● **Instruções do exercício**: Cite do texto sobre a J-UNK o trecho que vai de "Começamos pelas mangueiras" até "e fabricação responsável.", incluindo estas últimas palavras.

● **Texto da página**:

++++++++++

A J-UNK apresenta uma proposta de valor assente em cinco valores. Numa realidade em que existem cada vez mais marcas de calçado e a oferta é imensa, para nós era essencial conseguirmos oferecer aos consumidores características diferenciadoras, que distinguissem a nossa marca das demais.
Começamos pelas mangueiras de incêndio danificadas, presentes em todos os nossos produtos, o que têm também um lado de cariz social com os donativos que fazemos às associações humanitárias de bombeiros voluntários. Outra das características é a pele de curtimenta vegetal que utilizamos na produção, tendo uma maior duração. A atualmente menos de 10% da pele mundial é curtida através deste método.
Algo que para nós também é importante é sermos uma marca slow fashion. Os nossos produtos são feitos para durar, devido à elevada qualidade e consequente durabilidade, pelo que não é necessário comprar com tanta frequência. A J-UNK é uma marca sem género, sendo que todos os modelos e cores são para serem usados por toda a gente e, por fim, somos uma marca eticamente fabricada em Portugal, onde existem valores de integridade, transparência e fabricação responsável.
“(…) a sustentabilidade é a chave no nosso modelo de negócio”.
Qual o peso que a sustentabilidade tem no vosso modelo de negócio?
A J-UNK é a única marca de calçado do mundo que utiliza mangueiras danificadas em incêndios. Promovemos a sustentabilidade do calçado nacional através dos nossos fornecedores locais, que ficam todos localizados num raio de 10km, nos materiais que utilizamos nos nossos produtos e dos excedentes que utilizamos para criar novos produtos, como as carteiras, e através do uso das mangueiras, que de outra forma iriam parar a aterros. Por isso, como podem verificar, a sustentabilidade é a chave no nosso modelo de negócio.
A internacionalização da J-UNK está a concretizar-se? Para que mercados e para que perfil de consumidores?
O nosso foco inicial era o mercado internacional, mais concretamente, o Reino Unido. Porém, devido a algumas dificuldades sentidas e investimento necessário, começamos a explorar novos mercados. Estamos ainda numa fase de, como se diz, “apalpar terreno” e a tentar perceber o melhor posicionamento para a J-UNK. O perfil de consumidores que procuramos e identificamos é um consumidor que não tem receio de ser diferente, que não segue a “maré” e claro, que tem preocupações ambientais.
Três anos depois da criação, como avalia o percurso da marca? A corresponder ao esperado?

++++++++++

● **Conjunto de dados**:
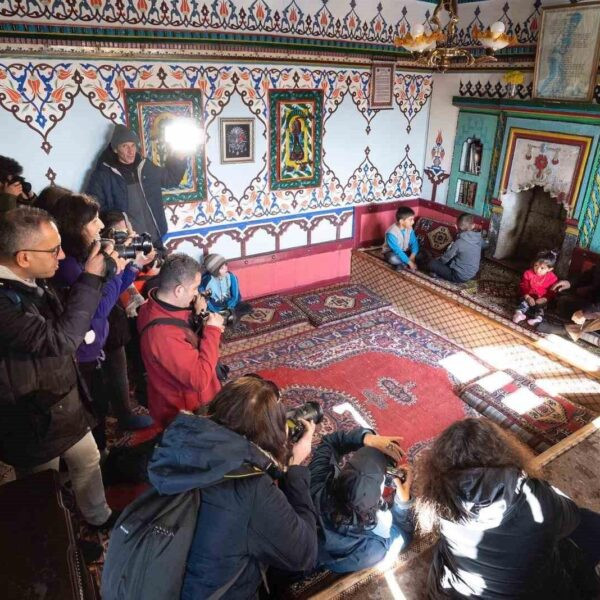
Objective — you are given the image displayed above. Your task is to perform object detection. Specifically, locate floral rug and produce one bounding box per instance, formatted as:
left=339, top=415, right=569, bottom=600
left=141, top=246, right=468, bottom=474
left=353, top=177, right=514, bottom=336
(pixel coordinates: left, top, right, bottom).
left=291, top=284, right=390, bottom=326
left=223, top=295, right=308, bottom=342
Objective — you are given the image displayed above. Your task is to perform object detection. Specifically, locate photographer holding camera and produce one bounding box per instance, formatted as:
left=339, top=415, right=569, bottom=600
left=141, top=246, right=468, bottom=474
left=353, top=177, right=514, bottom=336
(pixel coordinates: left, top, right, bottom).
left=138, top=253, right=224, bottom=428
left=0, top=156, right=35, bottom=213
left=52, top=194, right=155, bottom=451
left=102, top=376, right=317, bottom=600
left=309, top=428, right=414, bottom=573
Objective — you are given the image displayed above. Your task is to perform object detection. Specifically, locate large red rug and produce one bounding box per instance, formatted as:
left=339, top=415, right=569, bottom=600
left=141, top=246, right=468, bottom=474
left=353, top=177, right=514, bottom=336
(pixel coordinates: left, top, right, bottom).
left=227, top=310, right=486, bottom=459
left=291, top=283, right=390, bottom=326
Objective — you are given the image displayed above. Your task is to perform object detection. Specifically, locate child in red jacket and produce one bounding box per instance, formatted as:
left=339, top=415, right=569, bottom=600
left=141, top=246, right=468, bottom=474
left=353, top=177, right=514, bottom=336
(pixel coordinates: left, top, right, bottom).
left=513, top=250, right=558, bottom=327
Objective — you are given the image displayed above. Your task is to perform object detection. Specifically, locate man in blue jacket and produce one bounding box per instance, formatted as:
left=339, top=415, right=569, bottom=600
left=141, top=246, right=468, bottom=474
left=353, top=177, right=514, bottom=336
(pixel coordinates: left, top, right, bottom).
left=87, top=125, right=186, bottom=247
left=308, top=428, right=414, bottom=573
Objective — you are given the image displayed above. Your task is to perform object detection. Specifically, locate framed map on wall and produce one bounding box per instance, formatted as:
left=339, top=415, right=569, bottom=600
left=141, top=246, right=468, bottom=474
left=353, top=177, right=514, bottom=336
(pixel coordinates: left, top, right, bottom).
left=533, top=2, right=600, bottom=102
left=269, top=90, right=323, bottom=190
left=124, top=89, right=206, bottom=202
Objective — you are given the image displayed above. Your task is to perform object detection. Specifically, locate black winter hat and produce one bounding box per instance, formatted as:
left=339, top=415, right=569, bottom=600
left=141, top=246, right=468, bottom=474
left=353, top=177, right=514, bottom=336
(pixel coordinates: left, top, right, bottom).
left=339, top=447, right=387, bottom=513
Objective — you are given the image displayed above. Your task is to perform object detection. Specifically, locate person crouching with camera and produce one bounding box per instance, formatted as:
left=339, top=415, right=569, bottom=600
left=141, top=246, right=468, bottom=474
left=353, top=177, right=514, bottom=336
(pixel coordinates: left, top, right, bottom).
left=141, top=372, right=317, bottom=600
left=51, top=193, right=152, bottom=451
left=309, top=428, right=414, bottom=573
left=137, top=253, right=224, bottom=429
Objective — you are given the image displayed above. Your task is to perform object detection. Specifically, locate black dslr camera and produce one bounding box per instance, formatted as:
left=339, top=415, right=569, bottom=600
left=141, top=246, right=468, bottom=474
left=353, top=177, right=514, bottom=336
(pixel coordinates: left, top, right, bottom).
left=100, top=229, right=154, bottom=258
left=285, top=400, right=323, bottom=444
left=198, top=290, right=235, bottom=325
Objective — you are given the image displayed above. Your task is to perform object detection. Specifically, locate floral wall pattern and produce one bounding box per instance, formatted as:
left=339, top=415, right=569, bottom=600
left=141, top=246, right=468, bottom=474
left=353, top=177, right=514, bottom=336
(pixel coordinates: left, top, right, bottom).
left=0, top=60, right=432, bottom=258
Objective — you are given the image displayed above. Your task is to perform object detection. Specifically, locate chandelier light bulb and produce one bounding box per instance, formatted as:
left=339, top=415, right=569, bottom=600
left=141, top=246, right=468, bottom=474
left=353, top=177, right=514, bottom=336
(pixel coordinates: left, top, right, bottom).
left=410, top=23, right=425, bottom=37
left=490, top=21, right=506, bottom=38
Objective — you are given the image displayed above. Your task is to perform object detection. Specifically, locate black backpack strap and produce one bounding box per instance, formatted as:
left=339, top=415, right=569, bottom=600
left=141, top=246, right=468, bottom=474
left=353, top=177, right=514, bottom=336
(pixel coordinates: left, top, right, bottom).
left=140, top=317, right=192, bottom=338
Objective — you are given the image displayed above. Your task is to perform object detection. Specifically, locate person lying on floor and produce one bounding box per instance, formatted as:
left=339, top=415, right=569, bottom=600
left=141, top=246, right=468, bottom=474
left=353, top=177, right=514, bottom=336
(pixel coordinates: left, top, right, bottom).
left=308, top=428, right=414, bottom=573
left=427, top=213, right=487, bottom=283
left=415, top=417, right=600, bottom=600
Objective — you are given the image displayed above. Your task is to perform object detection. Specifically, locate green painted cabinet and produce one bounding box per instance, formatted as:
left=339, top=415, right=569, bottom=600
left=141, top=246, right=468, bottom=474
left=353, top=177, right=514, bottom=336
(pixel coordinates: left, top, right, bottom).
left=446, top=110, right=498, bottom=215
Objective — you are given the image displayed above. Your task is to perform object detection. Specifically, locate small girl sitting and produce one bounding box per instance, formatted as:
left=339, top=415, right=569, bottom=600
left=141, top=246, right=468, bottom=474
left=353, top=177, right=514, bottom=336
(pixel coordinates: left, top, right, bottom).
left=513, top=250, right=558, bottom=327
left=199, top=254, right=252, bottom=321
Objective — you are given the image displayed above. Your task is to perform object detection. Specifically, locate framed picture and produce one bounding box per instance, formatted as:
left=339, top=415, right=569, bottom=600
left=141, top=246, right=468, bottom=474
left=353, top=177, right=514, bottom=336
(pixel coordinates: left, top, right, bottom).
left=219, top=119, right=254, bottom=163
left=533, top=2, right=600, bottom=102
left=369, top=62, right=394, bottom=109
left=269, top=90, right=323, bottom=190
left=124, top=89, right=206, bottom=202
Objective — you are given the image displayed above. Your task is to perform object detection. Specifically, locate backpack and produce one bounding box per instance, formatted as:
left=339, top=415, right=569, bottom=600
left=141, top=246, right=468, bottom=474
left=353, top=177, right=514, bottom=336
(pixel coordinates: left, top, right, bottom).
left=101, top=488, right=199, bottom=600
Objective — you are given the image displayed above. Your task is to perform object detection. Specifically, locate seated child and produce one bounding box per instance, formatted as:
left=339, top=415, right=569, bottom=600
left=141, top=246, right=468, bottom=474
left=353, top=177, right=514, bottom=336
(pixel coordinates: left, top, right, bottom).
left=513, top=250, right=558, bottom=326
left=383, top=206, right=422, bottom=271
left=198, top=254, right=252, bottom=320
left=427, top=213, right=487, bottom=283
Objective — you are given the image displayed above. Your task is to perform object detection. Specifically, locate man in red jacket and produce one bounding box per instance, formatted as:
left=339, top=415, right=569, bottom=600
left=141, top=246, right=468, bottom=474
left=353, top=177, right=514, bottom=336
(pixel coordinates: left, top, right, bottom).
left=138, top=254, right=224, bottom=428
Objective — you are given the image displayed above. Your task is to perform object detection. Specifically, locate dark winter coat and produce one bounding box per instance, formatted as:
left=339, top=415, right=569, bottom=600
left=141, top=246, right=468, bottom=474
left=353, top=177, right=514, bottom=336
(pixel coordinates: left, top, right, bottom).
left=440, top=231, right=487, bottom=281
left=428, top=468, right=580, bottom=600
left=308, top=428, right=412, bottom=573
left=0, top=273, right=102, bottom=467
left=86, top=145, right=187, bottom=236
left=148, top=413, right=317, bottom=600
left=53, top=256, right=138, bottom=363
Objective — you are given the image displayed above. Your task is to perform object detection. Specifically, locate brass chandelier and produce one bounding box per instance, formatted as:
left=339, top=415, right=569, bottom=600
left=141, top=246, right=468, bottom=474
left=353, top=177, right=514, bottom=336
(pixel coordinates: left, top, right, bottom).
left=394, top=0, right=517, bottom=71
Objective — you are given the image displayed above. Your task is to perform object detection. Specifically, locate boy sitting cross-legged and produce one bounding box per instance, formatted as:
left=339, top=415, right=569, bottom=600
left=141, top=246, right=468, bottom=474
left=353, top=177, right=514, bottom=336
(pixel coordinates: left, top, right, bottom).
left=382, top=206, right=423, bottom=271
left=428, top=213, right=487, bottom=283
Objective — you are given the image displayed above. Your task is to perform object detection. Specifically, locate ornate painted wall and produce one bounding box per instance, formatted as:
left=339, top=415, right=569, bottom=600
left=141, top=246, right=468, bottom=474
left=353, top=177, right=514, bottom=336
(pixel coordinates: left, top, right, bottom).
left=0, top=59, right=432, bottom=258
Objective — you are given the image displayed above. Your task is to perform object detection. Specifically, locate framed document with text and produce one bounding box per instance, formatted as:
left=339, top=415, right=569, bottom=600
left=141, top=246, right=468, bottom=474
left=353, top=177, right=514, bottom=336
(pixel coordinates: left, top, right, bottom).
left=369, top=62, right=394, bottom=110
left=533, top=2, right=600, bottom=102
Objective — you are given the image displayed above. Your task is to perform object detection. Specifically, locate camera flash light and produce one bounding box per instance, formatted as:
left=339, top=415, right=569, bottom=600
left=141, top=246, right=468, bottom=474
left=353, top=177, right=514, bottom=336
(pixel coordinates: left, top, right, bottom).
left=165, top=119, right=204, bottom=154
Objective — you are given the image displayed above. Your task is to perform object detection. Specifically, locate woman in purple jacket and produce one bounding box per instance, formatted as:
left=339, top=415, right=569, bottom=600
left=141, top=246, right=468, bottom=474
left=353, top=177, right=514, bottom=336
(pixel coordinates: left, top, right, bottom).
left=52, top=194, right=138, bottom=451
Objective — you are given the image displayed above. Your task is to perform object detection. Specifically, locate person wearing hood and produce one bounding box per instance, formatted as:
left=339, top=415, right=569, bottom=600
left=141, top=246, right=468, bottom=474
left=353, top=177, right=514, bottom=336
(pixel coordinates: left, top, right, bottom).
left=309, top=428, right=414, bottom=573
left=428, top=213, right=487, bottom=283
left=86, top=125, right=187, bottom=247
left=415, top=418, right=600, bottom=600
left=145, top=374, right=317, bottom=600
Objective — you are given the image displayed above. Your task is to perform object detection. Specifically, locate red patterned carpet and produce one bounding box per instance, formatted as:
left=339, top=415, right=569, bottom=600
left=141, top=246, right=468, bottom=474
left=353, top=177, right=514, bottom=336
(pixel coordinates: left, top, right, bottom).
left=227, top=310, right=481, bottom=458
left=291, top=283, right=390, bottom=326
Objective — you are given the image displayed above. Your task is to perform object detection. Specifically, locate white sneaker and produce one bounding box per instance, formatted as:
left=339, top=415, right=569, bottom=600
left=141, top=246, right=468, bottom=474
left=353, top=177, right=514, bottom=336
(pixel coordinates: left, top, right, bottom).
left=513, top=310, right=527, bottom=323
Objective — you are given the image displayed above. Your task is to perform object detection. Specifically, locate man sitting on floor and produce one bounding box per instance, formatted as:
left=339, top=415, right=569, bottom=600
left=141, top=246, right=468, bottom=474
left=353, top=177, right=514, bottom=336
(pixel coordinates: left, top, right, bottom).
left=138, top=254, right=224, bottom=429
left=308, top=428, right=414, bottom=573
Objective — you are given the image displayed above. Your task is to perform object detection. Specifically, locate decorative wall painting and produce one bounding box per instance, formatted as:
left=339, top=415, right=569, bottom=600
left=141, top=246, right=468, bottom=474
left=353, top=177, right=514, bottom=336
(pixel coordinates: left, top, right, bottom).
left=124, top=89, right=206, bottom=202
left=533, top=2, right=600, bottom=102
left=219, top=119, right=254, bottom=163
left=269, top=90, right=323, bottom=190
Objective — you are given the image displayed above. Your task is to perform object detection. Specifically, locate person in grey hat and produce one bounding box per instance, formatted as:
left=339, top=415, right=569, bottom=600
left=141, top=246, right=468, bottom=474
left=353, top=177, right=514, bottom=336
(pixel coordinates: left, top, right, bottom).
left=308, top=427, right=414, bottom=573
left=86, top=125, right=186, bottom=247
left=199, top=253, right=252, bottom=322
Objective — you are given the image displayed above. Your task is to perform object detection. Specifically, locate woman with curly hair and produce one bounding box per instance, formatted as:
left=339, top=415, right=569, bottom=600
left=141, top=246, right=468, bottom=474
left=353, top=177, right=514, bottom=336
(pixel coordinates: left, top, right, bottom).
left=416, top=418, right=600, bottom=600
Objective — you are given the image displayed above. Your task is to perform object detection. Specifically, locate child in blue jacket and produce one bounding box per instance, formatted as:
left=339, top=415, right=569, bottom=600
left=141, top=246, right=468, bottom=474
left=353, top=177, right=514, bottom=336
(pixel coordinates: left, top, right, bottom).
left=199, top=254, right=252, bottom=320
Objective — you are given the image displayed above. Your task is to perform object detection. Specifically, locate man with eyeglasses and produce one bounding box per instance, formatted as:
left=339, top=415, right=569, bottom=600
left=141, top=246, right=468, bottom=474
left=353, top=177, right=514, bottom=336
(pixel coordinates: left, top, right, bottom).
left=0, top=207, right=116, bottom=526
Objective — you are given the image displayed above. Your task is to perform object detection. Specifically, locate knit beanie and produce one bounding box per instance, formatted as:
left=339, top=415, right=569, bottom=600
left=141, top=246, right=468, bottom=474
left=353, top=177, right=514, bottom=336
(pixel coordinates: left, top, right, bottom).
left=110, top=125, right=140, bottom=151
left=202, top=254, right=227, bottom=277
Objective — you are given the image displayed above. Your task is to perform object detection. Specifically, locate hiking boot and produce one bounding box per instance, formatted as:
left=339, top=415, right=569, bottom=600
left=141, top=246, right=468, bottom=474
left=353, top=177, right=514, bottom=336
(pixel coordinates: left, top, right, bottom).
left=513, top=310, right=527, bottom=323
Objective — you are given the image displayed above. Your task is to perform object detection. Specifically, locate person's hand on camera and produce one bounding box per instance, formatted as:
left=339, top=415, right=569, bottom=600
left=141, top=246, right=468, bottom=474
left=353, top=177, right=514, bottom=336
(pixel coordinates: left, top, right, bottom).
left=194, top=294, right=208, bottom=315
left=394, top=463, right=413, bottom=502
left=206, top=313, right=225, bottom=333
left=289, top=419, right=317, bottom=465
left=363, top=433, right=404, bottom=464
left=133, top=248, right=156, bottom=269
left=83, top=242, right=106, bottom=277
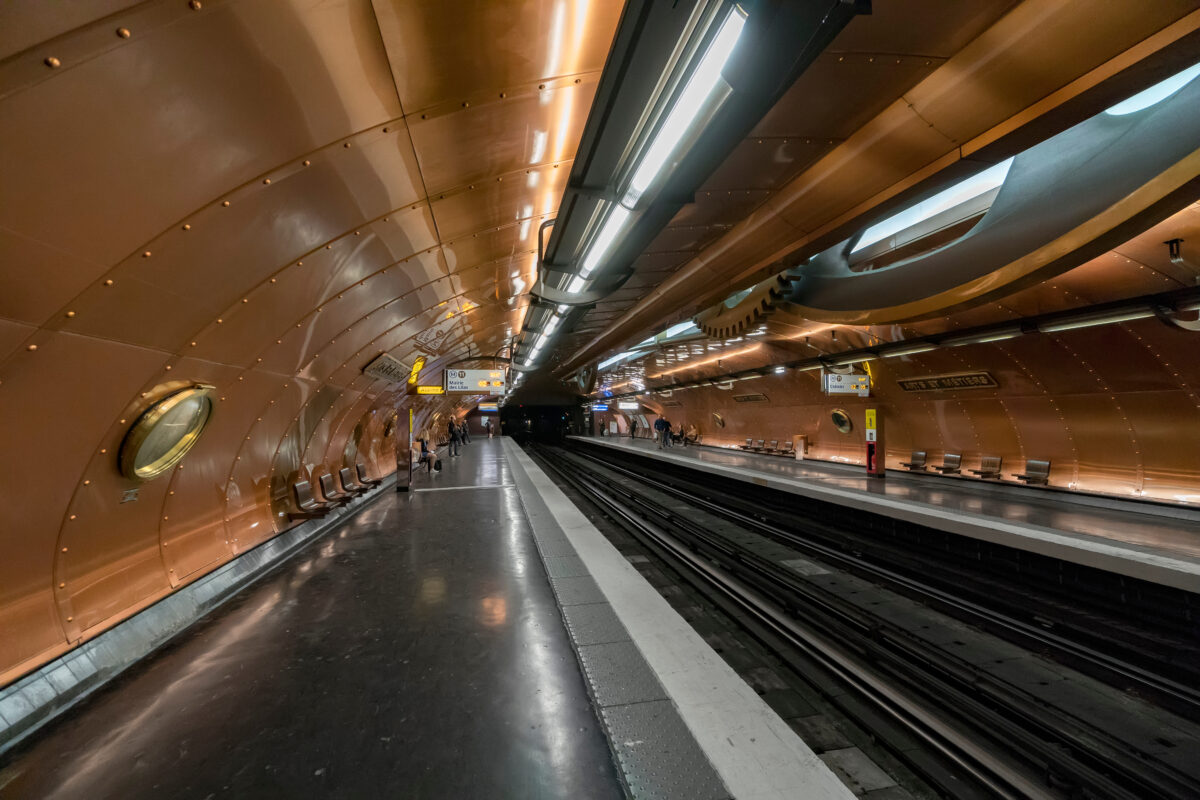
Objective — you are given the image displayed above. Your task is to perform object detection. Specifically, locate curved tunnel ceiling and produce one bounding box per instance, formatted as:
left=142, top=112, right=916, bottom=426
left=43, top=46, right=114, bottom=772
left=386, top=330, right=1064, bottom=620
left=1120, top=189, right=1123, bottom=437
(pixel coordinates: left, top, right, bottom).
left=0, top=0, right=622, bottom=682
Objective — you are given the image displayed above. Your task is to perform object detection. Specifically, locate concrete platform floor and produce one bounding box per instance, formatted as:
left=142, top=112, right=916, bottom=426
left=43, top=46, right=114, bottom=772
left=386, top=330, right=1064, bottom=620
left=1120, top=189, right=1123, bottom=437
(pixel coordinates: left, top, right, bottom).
left=0, top=438, right=622, bottom=800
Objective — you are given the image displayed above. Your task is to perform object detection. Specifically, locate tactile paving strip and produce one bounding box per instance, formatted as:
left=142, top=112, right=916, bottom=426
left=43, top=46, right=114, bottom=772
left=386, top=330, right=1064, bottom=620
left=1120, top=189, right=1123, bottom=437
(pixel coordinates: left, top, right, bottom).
left=576, top=642, right=667, bottom=708
left=550, top=575, right=607, bottom=608
left=601, top=700, right=730, bottom=800
left=563, top=603, right=629, bottom=646
left=501, top=443, right=730, bottom=800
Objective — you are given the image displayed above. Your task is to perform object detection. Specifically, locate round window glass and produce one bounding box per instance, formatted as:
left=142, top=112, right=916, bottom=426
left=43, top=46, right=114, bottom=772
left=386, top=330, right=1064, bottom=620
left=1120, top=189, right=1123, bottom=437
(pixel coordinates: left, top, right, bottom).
left=120, top=385, right=212, bottom=481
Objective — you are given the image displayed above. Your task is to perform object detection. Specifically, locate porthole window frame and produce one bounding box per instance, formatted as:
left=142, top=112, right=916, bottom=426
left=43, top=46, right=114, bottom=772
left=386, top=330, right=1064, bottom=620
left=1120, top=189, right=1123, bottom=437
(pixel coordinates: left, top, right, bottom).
left=118, top=384, right=216, bottom=482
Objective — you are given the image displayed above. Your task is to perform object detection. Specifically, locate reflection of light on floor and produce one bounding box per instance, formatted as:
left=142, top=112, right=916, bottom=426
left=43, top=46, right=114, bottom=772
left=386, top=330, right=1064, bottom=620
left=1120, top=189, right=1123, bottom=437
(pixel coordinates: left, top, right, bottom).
left=479, top=595, right=509, bottom=627
left=421, top=575, right=446, bottom=604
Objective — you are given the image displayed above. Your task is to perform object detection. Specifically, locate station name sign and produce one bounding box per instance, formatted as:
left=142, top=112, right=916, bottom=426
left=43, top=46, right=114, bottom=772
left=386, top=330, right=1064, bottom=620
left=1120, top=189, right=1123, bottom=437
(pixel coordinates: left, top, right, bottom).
left=896, top=372, right=998, bottom=392
left=444, top=369, right=504, bottom=395
left=362, top=353, right=409, bottom=384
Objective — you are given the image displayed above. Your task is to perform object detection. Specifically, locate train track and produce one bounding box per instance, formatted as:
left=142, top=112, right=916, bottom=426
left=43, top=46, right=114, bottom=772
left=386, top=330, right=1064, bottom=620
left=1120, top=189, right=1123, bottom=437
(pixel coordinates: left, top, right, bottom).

++++++++++

● **Resposta ao exercício**:
Começamos pelas mangueiras de incêndio danificadas, presentes em todos os nossos produtos, o que têm também um lado de cariz social com os donativos que fazemos às associações humanitárias de bombeiros voluntários. Outra das características é a pele de curtimenta vegetal que utilizamos na produção, tendo uma maior duração. A atualmente menos de 10% da pele mundial é curtida através deste método.
Algo que para nós também é importante é sermos uma marca slow fashion. Os nossos produtos são feitos para durar, devido à elevada qualidade e consequente durabilidade, pelo que não é necessário comprar com tanta frequência. A J-UNK é uma marca sem género, sendo que todos os modelos e cores são para serem usados por toda a gente e, por fim, somos uma marca eticamente fabricada em Portugal, onde existem valores de integridade, transparência e fabricação responsável.